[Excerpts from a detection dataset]
— begin —

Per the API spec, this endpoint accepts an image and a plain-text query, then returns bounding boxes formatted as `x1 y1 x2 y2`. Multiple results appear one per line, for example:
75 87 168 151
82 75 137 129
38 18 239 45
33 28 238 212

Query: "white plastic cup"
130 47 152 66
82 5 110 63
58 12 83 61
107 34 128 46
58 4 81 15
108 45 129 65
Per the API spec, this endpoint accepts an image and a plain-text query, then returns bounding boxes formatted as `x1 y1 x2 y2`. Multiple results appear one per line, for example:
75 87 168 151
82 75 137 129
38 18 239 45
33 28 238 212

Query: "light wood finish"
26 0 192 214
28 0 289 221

— end —

• EXERCISE PROMPT
Copy out all of these records line for line, leaving nothing out and changing nothing.

• EXERCISE OUTPUT
Per the API spec, this endpoint accepts an image and a plain-text query, then returns bounding boxes formatted as `x1 y1 x2 y2`. Multiple results appear one per line, for example:
75 87 168 151
82 75 137 129
38 18 239 45
33 28 238 212

Query: "white plastic cup"
130 47 152 66
82 5 110 63
58 12 83 61
107 34 128 46
58 4 81 15
108 45 129 65
Per the API spec, this endpoint accepts an image and a plain-text query, then returns bounding boxes formatted as `x1 y1 x2 y2`. Multiple results appear one per line, for example:
75 87 168 151
82 75 137 129
38 18 239 45
33 28 238 212

Query: "light wood finish"
26 0 192 214
28 0 289 221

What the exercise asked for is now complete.